Items from a data source:

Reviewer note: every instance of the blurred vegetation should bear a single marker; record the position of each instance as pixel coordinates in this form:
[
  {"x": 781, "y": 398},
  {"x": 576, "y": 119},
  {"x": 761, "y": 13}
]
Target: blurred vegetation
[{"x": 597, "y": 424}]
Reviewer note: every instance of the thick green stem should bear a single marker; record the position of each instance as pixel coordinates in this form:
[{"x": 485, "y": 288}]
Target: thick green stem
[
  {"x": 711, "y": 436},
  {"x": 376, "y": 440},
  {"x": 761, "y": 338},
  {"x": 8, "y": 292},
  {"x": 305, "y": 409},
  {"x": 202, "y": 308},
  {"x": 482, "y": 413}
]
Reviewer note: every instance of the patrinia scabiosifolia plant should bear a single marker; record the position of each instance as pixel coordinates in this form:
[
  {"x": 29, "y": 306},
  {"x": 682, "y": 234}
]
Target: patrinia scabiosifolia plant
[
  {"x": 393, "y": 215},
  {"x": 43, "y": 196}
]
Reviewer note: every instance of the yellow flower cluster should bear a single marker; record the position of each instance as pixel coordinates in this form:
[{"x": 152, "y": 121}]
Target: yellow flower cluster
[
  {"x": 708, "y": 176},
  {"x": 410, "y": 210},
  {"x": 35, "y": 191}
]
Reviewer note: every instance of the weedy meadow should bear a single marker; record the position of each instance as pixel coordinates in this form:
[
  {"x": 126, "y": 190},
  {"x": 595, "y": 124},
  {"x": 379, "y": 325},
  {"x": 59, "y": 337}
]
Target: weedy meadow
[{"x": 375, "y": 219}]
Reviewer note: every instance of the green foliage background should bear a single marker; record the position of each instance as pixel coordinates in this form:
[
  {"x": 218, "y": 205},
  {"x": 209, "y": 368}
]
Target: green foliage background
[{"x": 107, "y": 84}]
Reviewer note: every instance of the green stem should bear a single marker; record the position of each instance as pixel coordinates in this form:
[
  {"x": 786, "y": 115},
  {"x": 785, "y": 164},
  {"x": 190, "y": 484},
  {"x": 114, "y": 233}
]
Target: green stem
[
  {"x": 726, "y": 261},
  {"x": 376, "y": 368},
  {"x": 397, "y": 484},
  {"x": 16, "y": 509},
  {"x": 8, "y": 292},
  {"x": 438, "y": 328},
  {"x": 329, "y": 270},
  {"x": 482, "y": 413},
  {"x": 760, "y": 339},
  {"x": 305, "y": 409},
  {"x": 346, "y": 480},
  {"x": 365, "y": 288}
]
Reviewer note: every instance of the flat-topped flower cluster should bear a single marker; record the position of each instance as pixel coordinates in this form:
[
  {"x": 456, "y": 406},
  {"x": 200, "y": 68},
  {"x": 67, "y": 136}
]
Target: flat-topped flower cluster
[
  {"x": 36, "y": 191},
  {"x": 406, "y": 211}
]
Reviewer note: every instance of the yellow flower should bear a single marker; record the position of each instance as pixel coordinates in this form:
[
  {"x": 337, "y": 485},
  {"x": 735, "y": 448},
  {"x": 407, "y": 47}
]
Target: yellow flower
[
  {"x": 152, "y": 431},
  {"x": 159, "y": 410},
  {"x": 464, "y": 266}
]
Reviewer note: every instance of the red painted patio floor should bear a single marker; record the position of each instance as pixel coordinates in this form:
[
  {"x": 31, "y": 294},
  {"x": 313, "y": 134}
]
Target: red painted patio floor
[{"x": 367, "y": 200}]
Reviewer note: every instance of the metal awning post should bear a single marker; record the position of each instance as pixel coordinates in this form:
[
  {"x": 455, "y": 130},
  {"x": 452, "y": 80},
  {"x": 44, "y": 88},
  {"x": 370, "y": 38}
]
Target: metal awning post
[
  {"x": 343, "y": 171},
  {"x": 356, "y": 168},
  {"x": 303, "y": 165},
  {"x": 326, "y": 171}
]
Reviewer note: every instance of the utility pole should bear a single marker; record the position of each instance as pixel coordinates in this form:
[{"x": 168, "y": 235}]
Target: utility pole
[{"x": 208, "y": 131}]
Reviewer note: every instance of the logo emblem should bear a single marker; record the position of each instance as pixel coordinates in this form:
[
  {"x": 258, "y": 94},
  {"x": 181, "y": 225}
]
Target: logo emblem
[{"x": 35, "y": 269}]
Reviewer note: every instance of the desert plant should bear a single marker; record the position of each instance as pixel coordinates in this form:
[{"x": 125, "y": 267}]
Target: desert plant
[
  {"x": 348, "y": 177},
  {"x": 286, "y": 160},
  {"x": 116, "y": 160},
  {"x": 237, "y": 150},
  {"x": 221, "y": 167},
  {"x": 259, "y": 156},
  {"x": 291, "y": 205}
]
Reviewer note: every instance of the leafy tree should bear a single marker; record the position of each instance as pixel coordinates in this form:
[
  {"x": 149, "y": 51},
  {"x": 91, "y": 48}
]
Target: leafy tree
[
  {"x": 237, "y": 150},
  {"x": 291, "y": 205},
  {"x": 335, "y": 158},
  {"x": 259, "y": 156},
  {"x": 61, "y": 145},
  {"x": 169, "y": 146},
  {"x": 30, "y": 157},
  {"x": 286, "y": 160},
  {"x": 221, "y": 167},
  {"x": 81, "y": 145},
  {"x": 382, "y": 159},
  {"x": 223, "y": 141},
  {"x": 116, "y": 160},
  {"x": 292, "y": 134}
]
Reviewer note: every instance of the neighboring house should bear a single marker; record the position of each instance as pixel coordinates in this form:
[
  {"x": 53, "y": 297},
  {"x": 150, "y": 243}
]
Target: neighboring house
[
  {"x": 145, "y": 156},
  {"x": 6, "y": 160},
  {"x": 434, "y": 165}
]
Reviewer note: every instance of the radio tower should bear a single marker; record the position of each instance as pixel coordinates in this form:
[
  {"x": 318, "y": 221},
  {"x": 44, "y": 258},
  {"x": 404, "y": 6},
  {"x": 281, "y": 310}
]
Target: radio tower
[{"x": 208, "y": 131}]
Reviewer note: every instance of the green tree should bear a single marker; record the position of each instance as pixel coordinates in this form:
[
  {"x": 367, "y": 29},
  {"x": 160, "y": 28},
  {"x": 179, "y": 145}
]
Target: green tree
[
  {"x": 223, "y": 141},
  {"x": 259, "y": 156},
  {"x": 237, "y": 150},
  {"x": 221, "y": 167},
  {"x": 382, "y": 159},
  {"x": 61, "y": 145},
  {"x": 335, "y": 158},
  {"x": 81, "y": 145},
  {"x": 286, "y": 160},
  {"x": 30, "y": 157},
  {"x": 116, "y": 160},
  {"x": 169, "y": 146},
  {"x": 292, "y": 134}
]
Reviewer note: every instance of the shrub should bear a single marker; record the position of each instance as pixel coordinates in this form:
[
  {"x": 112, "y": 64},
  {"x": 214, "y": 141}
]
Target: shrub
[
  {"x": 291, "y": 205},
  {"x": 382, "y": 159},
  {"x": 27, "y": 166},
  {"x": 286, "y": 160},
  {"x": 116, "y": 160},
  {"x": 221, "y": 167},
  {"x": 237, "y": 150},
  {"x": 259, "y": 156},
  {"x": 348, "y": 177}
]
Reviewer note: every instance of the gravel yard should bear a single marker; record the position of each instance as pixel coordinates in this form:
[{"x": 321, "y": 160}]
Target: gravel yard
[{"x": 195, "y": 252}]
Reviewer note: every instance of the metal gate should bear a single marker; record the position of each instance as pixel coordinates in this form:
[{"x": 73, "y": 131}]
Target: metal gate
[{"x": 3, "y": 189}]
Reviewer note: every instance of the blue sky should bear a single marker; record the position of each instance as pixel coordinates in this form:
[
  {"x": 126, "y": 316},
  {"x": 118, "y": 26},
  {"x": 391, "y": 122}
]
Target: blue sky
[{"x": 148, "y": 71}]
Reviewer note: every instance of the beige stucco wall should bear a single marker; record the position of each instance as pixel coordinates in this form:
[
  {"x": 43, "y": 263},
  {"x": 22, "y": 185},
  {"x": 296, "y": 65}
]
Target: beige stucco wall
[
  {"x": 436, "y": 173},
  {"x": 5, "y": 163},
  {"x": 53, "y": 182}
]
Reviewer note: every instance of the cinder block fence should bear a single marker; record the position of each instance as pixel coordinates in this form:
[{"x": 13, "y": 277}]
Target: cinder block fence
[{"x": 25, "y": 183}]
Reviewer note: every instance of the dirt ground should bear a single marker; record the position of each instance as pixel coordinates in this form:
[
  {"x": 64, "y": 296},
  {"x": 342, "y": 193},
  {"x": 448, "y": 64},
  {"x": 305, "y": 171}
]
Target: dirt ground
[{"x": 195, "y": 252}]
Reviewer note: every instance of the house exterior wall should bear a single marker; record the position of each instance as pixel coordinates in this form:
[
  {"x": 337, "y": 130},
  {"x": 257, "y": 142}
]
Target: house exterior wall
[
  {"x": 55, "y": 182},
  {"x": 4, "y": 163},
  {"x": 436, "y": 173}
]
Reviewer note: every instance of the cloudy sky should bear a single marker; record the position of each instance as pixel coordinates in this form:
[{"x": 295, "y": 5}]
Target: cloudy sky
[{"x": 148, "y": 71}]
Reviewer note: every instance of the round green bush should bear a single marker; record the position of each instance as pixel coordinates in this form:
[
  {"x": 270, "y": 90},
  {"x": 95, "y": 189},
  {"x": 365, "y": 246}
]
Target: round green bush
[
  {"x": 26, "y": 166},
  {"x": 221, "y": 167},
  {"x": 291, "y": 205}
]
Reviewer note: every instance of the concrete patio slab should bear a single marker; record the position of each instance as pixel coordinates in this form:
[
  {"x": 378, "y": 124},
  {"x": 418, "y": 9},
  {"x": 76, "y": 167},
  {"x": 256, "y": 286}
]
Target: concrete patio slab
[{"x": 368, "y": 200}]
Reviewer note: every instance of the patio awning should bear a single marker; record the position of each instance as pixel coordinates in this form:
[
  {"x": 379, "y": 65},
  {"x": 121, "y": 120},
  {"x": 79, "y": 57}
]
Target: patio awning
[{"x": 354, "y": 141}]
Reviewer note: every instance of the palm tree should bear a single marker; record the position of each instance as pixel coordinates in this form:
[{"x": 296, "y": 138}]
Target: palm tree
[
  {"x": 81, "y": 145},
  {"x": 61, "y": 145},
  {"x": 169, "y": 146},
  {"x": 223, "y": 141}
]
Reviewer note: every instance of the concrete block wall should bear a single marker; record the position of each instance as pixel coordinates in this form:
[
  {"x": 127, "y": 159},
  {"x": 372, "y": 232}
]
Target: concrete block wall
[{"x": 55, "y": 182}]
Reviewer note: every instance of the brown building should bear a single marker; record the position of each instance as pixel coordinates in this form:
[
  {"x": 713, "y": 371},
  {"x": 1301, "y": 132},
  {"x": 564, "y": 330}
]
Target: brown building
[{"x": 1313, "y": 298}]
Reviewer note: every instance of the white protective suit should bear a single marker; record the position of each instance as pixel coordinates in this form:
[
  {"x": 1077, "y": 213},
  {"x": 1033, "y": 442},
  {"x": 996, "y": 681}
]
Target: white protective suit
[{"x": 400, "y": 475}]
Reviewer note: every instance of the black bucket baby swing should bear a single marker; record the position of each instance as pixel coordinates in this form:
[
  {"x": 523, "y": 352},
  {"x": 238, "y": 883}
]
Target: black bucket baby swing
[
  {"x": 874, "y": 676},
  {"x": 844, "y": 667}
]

* _Stated goal_: Starting from the line with "Reviewer note: every instance of the white" and ending with the final line of the data, quote every line exactly, both ends included.

* _Exercise solution_:
Reviewer note: every instance of the white protective suit should bear a single marker; record the position of each instance as pixel coordinates in this form:
[
  {"x": 1077, "y": 213},
  {"x": 1033, "y": 442},
  {"x": 996, "y": 681}
]
Target: white protective suit
[{"x": 400, "y": 475}]
Reviewer note: every instance of the black bucket baby swing should bear a single marker; record the position of each instance as pixel coordinates in this form:
[
  {"x": 523, "y": 352},
  {"x": 238, "y": 883}
]
Target: black bucket baby swing
[
  {"x": 874, "y": 676},
  {"x": 844, "y": 667}
]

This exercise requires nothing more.